REQUIRED TASK 1.
Answer these questions from the GPU properties text, one answer per line, marked (a), (b), (c):
(a) What range does the fan speed value cover?
(b) Which performance state stands for minimum performance?
(c) What does it mean when all throttle reasons are returned as "Not Active"?
REQUIRED TASK 2.
Decide whether each statement, marked (a), (b), (c), agrees with the GPU properties text. Answer yes or no and quote the deciding words.
(a) The reported fan speed is the intended speed, not necessarily the actual one.
(b) P0 is the state of minimum performance.
(c) The text points to nvml.h for more details on the bitmask of supported clock throttle reasons.
REQUIRED TASK 3.
Pull out the passage of the GPU properties text starting at "The fan speed" and ending at "P12 (minimum performance).", copying it word for word.

The fan speed value is the percent of maximum speed that the device's fan is currently intended to run at. It ranges from 0 to 100 %. Note: The reported speed is the intended fan speed. If the fan is physically blocked and unable to spin, this output will not match the actual fan speed. Many parts do not report fan speeds because they rely on cooling via fans in the surrounding enclosure.

"pstate"
GPUの現在のパフォーマンス状態。P0(最大性能)からP12(最小性能)まで
The current performance state for the GPU. States range from P0 (maximum performance) to P12 (minimum performance).

Section about clocks_throttle_reasons properties
clocks_throttle_reasonsプロパティ関連
Retrieves information about factors that are reducing the frequency of clocks. If all throttle reasons are returned as "Not Active" it means that clocks are running as high as possible.

"clocks_throttle_reasons.supported"
Bitmask of supported clock throttle reasons. See nvml.h for more details.

"clocks_throttle_reasons.active"
Bitmask of active clock throttle reasons. See nvml.h for more details.

"clocks_throttle_reasons.gpu_idle"
Nothing is running on the GPU and the clocks are dropping to Idle state. This limiter may be removed in a later release.

GIVEN INFORMATION.

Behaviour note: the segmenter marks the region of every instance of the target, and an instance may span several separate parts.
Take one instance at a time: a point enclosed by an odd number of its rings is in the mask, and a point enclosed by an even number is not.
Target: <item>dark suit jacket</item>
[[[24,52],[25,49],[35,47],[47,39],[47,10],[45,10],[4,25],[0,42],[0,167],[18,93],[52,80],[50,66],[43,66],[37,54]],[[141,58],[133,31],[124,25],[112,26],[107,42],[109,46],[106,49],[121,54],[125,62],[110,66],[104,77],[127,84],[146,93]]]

WORKED ANSWER 1.
(a) From 0 to 100 %.
(b) P12.
(c) The clocks are running as high as possible.

WORKED ANSWER 2.
(a) Yes: "The reported speed is the intended fan speed."
(b) No: "P0 (maximum performance)"
(c) Yes: "Bitmask of supported clock throttle reasons. See nvml.h for more details."

WORKED ANSWER 3.
The fan speed value is the percent of maximum speed that the device's fan is currently intended to run at. It ranges from 0 to 100 %. Note: The reported speed is the intended fan speed. If the fan is physically blocked and unable to spin, this output will not match the actual fan speed. Many parts do not report fan speeds because they rely on cooling via fans in the surrounding enclosure.

"pstate"
GPUの現在のパフォーマンス状態。P0(最大性能)からP12(最小性能)まで
The current performance state for the GPU. States range from P0 (maximum performance) to P12 (minimum performance).